Image-grounded pointing data:
※

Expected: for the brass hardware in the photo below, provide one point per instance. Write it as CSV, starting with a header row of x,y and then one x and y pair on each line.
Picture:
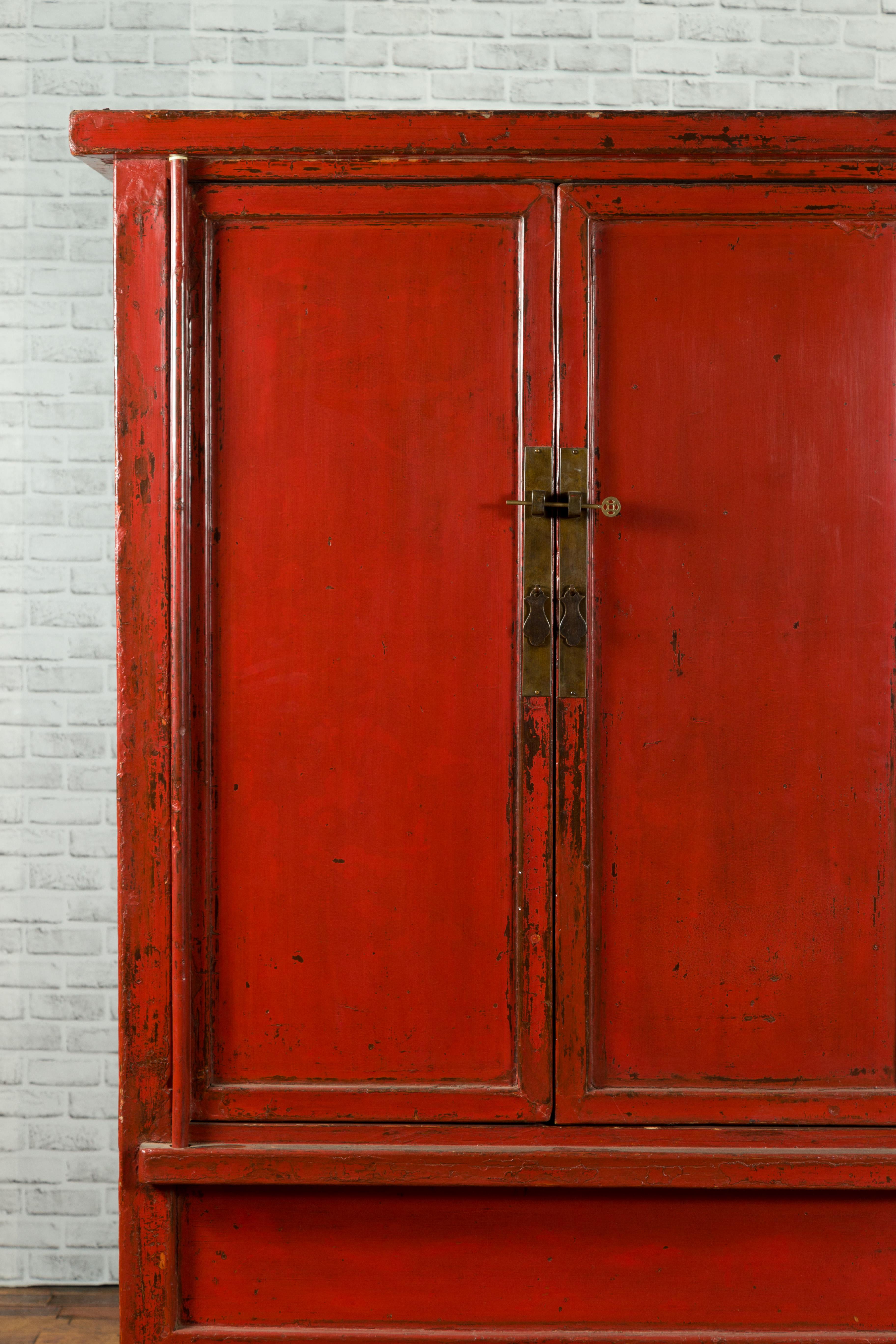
x,y
573,574
538,626
567,504
538,573
573,628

※

■ ABOUT THIS EXERCISE
Apart from the pictures, return every entry above exactly as given.

■ EXPECTED ANSWER
Expected: for the brass hardware in the photo below, provide one point per instance. Write it as CSV, starting with a header row of x,y and then one x and y pair on each line.
Picture:
x,y
573,574
538,626
567,504
538,573
573,628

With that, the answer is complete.